[Coordinate annotation records]

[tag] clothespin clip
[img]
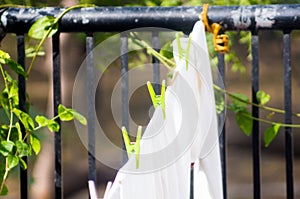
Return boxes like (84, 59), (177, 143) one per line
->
(147, 80), (166, 118)
(200, 4), (229, 53)
(122, 126), (142, 169)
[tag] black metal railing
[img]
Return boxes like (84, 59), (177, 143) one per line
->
(0, 5), (300, 199)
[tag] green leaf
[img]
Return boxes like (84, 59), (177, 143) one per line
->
(35, 115), (51, 127)
(58, 104), (74, 121)
(16, 141), (32, 157)
(72, 110), (87, 125)
(7, 154), (19, 170)
(230, 93), (249, 109)
(30, 133), (41, 155)
(0, 140), (15, 156)
(25, 46), (46, 58)
(235, 110), (253, 136)
(47, 120), (60, 132)
(19, 157), (27, 170)
(6, 59), (26, 77)
(13, 108), (34, 132)
(28, 16), (58, 40)
(0, 50), (10, 64)
(264, 124), (281, 147)
(0, 184), (8, 196)
(256, 90), (271, 105)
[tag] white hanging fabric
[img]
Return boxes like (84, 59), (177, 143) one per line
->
(106, 21), (223, 199)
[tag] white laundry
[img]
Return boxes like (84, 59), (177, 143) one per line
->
(106, 21), (223, 199)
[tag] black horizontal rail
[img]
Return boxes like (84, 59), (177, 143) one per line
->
(0, 4), (300, 34)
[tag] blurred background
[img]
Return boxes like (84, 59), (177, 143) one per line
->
(0, 0), (300, 199)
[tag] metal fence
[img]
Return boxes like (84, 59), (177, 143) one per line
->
(0, 5), (300, 199)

DO THIS
Please lay out the records as a two-column CSV with the header record,answer: one row per record, everything from the line containing "[tag] green leaf" down to the end of the records. Put each record's text and its answer in one quoted field each, and turn any line breaks into spaces.

FULL OUTPUT
record,answer
"[tag] green leaf [img] Return boxes like (84, 59), (177, 143) one per line ->","(35, 115), (51, 127) (58, 104), (74, 121) (16, 141), (32, 157) (72, 110), (87, 125) (7, 154), (19, 170) (230, 93), (249, 109) (30, 133), (41, 155) (0, 140), (15, 156) (25, 46), (46, 58) (235, 110), (253, 136) (47, 120), (60, 132) (19, 157), (27, 170) (6, 59), (26, 77) (13, 108), (34, 132) (28, 16), (58, 40) (0, 50), (10, 64) (264, 124), (281, 147) (0, 184), (8, 196) (256, 90), (271, 105)"
"[tag] white hanging fabric [img] Return boxes like (84, 59), (177, 143) one per line ->","(106, 21), (223, 199)"
"[tag] white laundry [img] Return boxes like (84, 59), (177, 143) one per line ->","(106, 21), (223, 199)"
"[tag] black horizontal rail [img] Return boxes like (84, 59), (177, 143) one per line ->","(0, 4), (300, 34)"
"[tag] blurred background [img] Return boxes like (84, 59), (177, 143) one per line ->","(0, 0), (300, 199)"
"[tag] metal fence [img] Return boxes like (84, 59), (177, 143) one per line ->","(0, 5), (300, 199)"